(Beginning of Source data)
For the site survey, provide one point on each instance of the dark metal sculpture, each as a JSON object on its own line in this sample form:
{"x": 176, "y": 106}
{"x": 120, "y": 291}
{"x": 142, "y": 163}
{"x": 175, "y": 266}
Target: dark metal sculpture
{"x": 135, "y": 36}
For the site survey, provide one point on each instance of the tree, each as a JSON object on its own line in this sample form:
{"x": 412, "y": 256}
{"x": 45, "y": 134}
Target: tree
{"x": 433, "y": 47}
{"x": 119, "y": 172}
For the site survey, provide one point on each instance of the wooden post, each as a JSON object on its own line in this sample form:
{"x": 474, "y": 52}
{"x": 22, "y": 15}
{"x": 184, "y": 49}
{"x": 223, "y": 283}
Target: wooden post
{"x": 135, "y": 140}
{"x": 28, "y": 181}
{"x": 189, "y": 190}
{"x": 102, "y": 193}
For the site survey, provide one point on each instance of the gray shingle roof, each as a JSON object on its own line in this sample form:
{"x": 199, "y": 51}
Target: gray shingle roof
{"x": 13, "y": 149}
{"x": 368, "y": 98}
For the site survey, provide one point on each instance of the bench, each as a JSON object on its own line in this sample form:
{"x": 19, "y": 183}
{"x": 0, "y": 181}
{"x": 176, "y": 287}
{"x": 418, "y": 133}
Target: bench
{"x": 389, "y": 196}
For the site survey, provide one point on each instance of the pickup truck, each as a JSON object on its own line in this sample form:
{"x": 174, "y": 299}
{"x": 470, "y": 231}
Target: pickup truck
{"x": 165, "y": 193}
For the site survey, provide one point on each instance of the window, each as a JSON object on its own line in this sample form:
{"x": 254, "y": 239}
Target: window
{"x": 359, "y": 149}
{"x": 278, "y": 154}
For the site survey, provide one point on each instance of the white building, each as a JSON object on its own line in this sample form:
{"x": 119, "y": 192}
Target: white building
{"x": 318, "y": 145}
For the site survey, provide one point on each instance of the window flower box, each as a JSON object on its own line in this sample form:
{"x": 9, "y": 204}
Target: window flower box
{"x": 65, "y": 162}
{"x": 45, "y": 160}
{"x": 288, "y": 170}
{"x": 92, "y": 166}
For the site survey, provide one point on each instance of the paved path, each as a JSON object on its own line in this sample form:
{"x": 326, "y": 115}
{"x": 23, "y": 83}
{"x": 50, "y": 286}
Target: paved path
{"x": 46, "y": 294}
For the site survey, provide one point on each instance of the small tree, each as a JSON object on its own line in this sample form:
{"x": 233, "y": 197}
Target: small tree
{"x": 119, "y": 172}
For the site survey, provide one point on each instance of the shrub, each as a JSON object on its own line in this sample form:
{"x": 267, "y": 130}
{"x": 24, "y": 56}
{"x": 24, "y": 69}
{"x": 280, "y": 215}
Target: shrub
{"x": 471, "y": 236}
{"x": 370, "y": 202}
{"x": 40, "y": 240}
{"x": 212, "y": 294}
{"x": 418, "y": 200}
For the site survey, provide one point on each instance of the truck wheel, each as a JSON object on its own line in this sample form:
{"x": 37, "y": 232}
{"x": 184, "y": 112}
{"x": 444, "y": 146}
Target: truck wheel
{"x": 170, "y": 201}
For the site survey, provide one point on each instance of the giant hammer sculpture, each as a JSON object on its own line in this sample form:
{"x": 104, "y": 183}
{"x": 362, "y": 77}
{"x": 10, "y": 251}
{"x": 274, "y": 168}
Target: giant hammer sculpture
(End of Source data)
** Task **
Among the records, find the lines that contain "hammer" and copy each of them.

** Task result **
For the site survey, provide one point on each instance of the giant hammer sculpture, each as a JSON object on its own line in this sample form:
Target: giant hammer sculpture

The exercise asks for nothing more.